# ASSIGNMENT
The expected output is exactly the lines below, starting at the line with "Task: identify the sandy" and ending at the line with "Task: identify the white pickup", both included; no other line belongs in it.

# EXERCISE DATA
****************
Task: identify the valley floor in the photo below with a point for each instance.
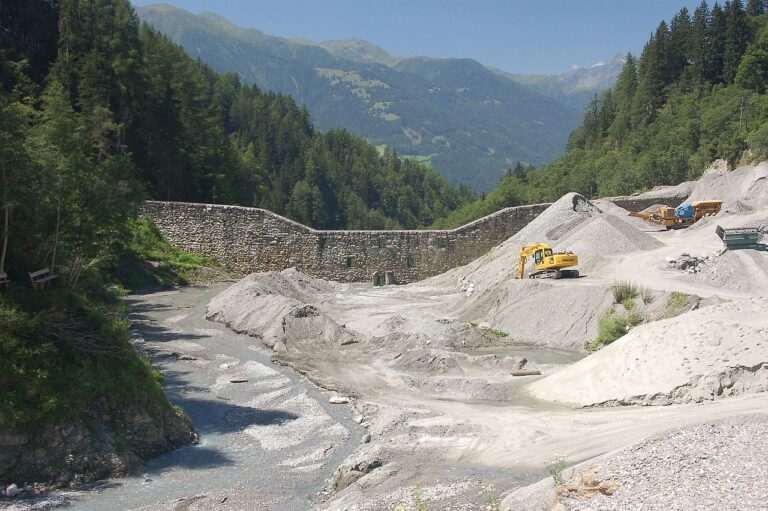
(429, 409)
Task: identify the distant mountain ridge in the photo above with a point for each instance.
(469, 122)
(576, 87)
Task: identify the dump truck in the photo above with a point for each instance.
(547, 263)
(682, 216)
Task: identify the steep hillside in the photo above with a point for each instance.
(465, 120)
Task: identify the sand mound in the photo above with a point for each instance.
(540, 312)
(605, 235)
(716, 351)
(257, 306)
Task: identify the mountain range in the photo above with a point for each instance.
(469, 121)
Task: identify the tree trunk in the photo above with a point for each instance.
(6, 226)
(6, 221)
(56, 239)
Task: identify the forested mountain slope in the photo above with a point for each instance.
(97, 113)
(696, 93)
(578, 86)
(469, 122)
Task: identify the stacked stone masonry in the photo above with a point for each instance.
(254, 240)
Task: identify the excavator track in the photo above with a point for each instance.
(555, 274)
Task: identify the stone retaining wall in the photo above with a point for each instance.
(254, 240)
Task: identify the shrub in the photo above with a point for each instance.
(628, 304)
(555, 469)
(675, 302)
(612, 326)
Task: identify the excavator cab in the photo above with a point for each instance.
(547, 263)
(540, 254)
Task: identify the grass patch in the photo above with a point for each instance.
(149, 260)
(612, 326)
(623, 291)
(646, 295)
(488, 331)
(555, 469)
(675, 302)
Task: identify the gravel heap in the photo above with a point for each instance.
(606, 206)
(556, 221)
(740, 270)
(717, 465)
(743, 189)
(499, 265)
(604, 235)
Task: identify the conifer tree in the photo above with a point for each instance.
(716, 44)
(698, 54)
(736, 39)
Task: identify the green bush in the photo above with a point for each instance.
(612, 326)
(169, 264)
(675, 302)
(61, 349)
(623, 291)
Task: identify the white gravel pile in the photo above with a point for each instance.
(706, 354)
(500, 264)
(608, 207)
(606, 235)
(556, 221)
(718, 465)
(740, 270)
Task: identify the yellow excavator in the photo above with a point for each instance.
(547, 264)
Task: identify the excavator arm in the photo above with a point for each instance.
****************
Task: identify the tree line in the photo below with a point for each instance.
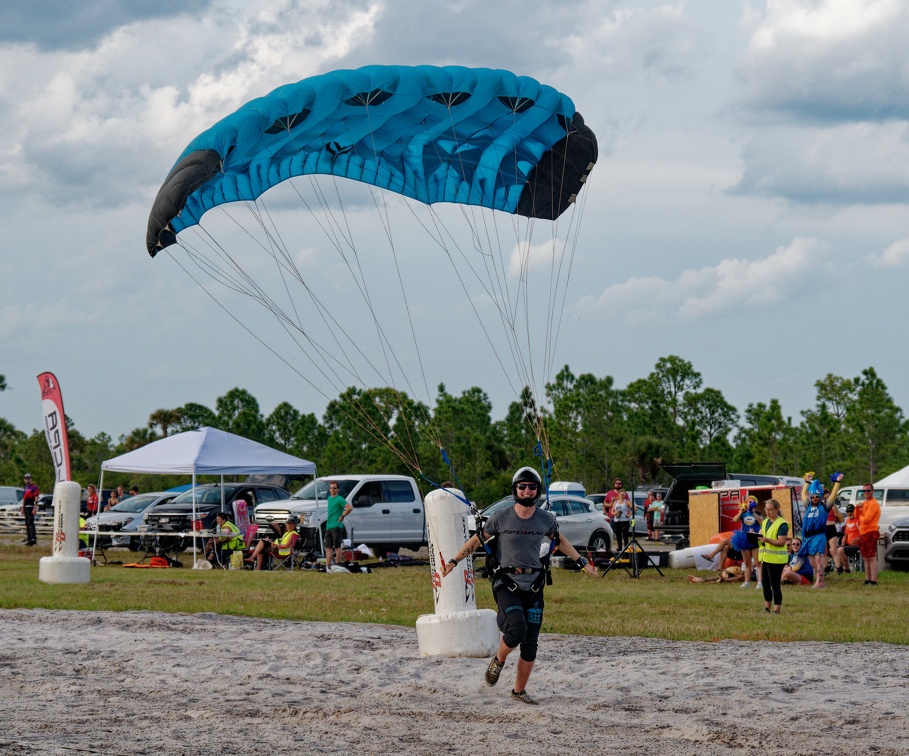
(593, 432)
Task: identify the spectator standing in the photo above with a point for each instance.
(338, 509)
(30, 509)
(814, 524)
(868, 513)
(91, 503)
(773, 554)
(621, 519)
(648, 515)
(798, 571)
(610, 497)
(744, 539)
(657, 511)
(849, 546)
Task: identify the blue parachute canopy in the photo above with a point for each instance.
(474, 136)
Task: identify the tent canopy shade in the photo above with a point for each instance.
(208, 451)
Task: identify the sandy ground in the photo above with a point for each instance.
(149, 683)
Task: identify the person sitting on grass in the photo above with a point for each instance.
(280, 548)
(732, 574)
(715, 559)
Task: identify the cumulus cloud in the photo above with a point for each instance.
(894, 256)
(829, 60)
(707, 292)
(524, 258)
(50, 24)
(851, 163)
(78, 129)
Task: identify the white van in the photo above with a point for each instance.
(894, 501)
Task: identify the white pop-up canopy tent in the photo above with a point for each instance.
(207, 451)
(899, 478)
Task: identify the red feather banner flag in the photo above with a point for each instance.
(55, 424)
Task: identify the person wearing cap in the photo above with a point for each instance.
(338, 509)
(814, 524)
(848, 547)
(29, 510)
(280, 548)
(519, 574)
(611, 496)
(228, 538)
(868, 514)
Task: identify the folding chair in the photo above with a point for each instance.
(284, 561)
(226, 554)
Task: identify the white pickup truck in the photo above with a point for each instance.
****************
# ANSWER
Task: identify the sandy ground in the photo above with a point for each instance.
(149, 683)
Task: identify the person sitting on grass in the photo above with a point for each instance.
(280, 548)
(732, 574)
(715, 559)
Task: identify the cumulus cloud in the photo above with a point for each instance.
(894, 256)
(829, 60)
(707, 292)
(524, 258)
(50, 24)
(851, 163)
(78, 129)
Task: identify the white van in the photo above with a point for each instance.
(894, 501)
Task: identify the white pop-up canopy tent in the photo above with a point for each instance.
(207, 451)
(899, 478)
Task: identify the red feather banner flag in the photo above with a point for each instance.
(55, 424)
Task: identify the person wearing cap in the photo above with a point for each instance.
(338, 509)
(814, 524)
(848, 547)
(29, 510)
(280, 548)
(519, 574)
(611, 496)
(228, 538)
(868, 514)
Task: identify the folding chair in the photo above with a point for each instance.
(284, 561)
(226, 554)
Task: identify the white pickup truck in the photo above with a point for each instance.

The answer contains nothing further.